Counter Culture Coffee is a Durham, North Carolina based coffee roasting company founded in 1995. It has regional training locations in Asheville, NC; Atlanta; Boston; Charleston, SC; Chicago; Durham, NC; Emeryville, CA; New York City; Philadelphia; and Washington D.C. Counter Culture training centers provide education in the fundamentals of preparing and serving coffee and serve as classrooms and event spaces. Training centers are not only for vendors of Counter Culture Coffee, but are also available to anyone  that is interested in the production of coffee. Training centers also host competition training, food events with guest chefs, and professional workshops.

Counter Culture Coffee buys primarily from small coffee producers at prices between $1.30 and $25 a pound. As such, they are regarded as a "boutique" coffee roaster, a company which sources from multiple small estates and cooperatives rather than a single large grower.

Company history
Counter Culture Coffee first started roasting coffee in Durham in 1995. Founded by Brett Smith and Fred Houk, their main focus was creating custom coffee blends for some of Durham and Chapel Hill's southern restaurants. They sold their first coffee to Pop's Restaurant in Durham in 1995. The company has  expanded its operations to areas along the East Coast. The firm has also  diversified their line of products and services, offering seasonal coffee selections and educational programs that focus on sustainability and the coffee brewing process.

Sustainability
Counter Culture Coffee directly collaborates with artisans who grow the coffee and their partnership with farmers is a basis for their sustainable coffee model which involves working with progressive and environmentally sensitive farms in the  trade. In 2008, they launched a third-party Counter Culture Direct Trade Certification, which established direct trade standards for sustainability, quality, and fairness in the coffee chain. Additional  initiatives include their Sustaining Educational and Environmental Development at a Source (SEEDS) program and the company's Sustainability Scorecard. The SEEDS initiative aims to support sustainability and education for the origins of the products while the Sustainability Scorecard is used to measure the impact the company's efforts toward building a more sustainable supply chain.

DATA RECORDS:

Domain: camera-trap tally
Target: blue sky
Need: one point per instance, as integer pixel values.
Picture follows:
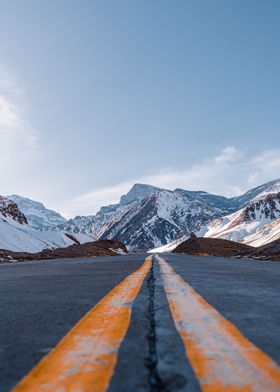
(95, 95)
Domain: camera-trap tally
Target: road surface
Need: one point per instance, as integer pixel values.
(168, 323)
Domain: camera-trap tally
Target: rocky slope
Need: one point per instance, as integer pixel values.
(90, 249)
(211, 247)
(17, 235)
(148, 216)
(10, 210)
(38, 216)
(253, 224)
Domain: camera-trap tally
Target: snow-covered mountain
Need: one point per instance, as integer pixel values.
(38, 216)
(17, 235)
(254, 224)
(147, 217)
(258, 192)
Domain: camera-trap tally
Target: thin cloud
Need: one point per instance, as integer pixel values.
(229, 173)
(19, 140)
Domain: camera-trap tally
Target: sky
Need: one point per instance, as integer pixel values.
(96, 95)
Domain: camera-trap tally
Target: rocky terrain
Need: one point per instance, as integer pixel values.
(90, 249)
(147, 216)
(17, 235)
(9, 209)
(252, 225)
(212, 247)
(38, 216)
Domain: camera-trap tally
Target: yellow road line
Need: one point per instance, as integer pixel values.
(85, 358)
(222, 358)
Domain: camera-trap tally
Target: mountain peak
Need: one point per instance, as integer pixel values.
(138, 191)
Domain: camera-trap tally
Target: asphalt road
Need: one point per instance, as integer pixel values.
(41, 301)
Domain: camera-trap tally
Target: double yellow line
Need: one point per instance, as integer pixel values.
(222, 358)
(85, 358)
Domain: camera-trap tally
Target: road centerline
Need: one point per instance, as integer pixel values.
(85, 358)
(222, 358)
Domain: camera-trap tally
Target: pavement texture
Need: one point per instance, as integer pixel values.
(41, 301)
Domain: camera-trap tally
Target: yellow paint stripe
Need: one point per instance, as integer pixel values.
(222, 358)
(85, 358)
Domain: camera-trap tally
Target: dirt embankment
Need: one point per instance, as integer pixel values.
(89, 249)
(212, 247)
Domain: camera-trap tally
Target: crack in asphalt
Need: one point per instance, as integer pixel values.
(154, 380)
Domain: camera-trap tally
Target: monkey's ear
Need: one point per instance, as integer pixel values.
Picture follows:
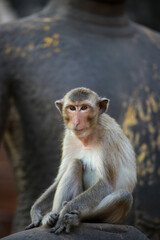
(59, 104)
(103, 104)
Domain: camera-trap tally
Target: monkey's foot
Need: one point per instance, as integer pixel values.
(33, 225)
(50, 219)
(69, 219)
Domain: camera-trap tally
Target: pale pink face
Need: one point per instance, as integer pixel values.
(78, 116)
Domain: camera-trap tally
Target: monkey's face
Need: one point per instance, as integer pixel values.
(80, 117)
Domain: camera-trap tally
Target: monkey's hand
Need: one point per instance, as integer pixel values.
(50, 219)
(36, 219)
(66, 222)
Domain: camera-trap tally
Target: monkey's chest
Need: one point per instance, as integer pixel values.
(89, 169)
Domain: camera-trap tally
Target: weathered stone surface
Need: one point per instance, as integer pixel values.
(85, 231)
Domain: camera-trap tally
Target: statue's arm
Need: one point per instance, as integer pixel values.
(4, 89)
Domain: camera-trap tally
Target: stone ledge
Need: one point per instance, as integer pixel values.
(86, 231)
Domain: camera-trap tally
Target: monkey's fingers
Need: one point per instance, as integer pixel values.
(32, 225)
(68, 227)
(58, 229)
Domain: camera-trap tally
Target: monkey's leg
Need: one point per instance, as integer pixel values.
(112, 208)
(68, 188)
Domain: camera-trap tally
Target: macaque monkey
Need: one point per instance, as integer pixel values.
(97, 173)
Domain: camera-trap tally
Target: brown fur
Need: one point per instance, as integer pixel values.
(98, 169)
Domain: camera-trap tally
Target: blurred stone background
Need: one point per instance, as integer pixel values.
(145, 12)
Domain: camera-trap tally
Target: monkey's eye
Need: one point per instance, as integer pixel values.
(84, 107)
(72, 108)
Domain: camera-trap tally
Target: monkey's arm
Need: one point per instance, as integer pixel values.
(81, 206)
(44, 202)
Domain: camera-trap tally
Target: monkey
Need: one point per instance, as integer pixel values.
(97, 174)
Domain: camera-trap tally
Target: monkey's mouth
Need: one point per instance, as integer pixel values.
(78, 131)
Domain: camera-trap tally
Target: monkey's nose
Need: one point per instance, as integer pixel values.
(76, 127)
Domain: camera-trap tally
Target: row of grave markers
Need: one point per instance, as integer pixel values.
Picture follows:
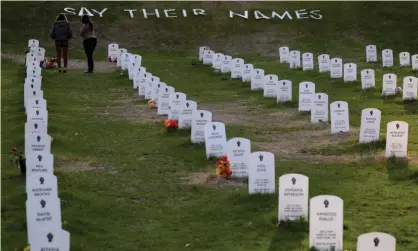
(43, 206)
(326, 221)
(317, 103)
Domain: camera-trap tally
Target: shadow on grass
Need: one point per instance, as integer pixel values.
(398, 169)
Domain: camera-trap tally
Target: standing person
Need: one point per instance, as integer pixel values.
(90, 41)
(61, 32)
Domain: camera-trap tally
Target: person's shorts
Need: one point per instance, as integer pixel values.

TO DO:
1. Can you update the Counter Culture Coffee text, everything from "Counter Culture Coffee buys" down to "coffee brewing process.", with "boutique" changed to "specialty"?
2. Answer these about the Counter Culture Coffee text:
(a) Who founded the company?
(b) What price range per pound does it pay small coffee producers?
(c) In what year did it launch its Counter Culture Direct Trade Certification?

ANSWERS TO THE PROBLEMS:
1.
Counter Culture Coffee buys primarily from small coffee producers at prices between $1.30 and $25 a pound. As such, they are regarded as a "specialty" coffee roaster, a company which sources from multiple small estates and cooperatives rather than a single large grower.

Company history
Counter Culture Coffee first started roasting coffee in Durham in 1995. Founded by Brett Smith and Fred Houk, their main focus was creating custom coffee blends for some of Durham and Chapel Hill's southern restaurants. They sold their first coffee to Pop's Restaurant in Durham in 1995. The company has  expanded its operations to areas along the East Coast. The firm has also  diversified their line of products and services, offering seasonal coffee selections and educational programs that focus on sustainability and the coffee brewing process.

2.
(a) Brett Smith and Fred Houk
(b) Between $1.30 and $25 a pound
(c) 2008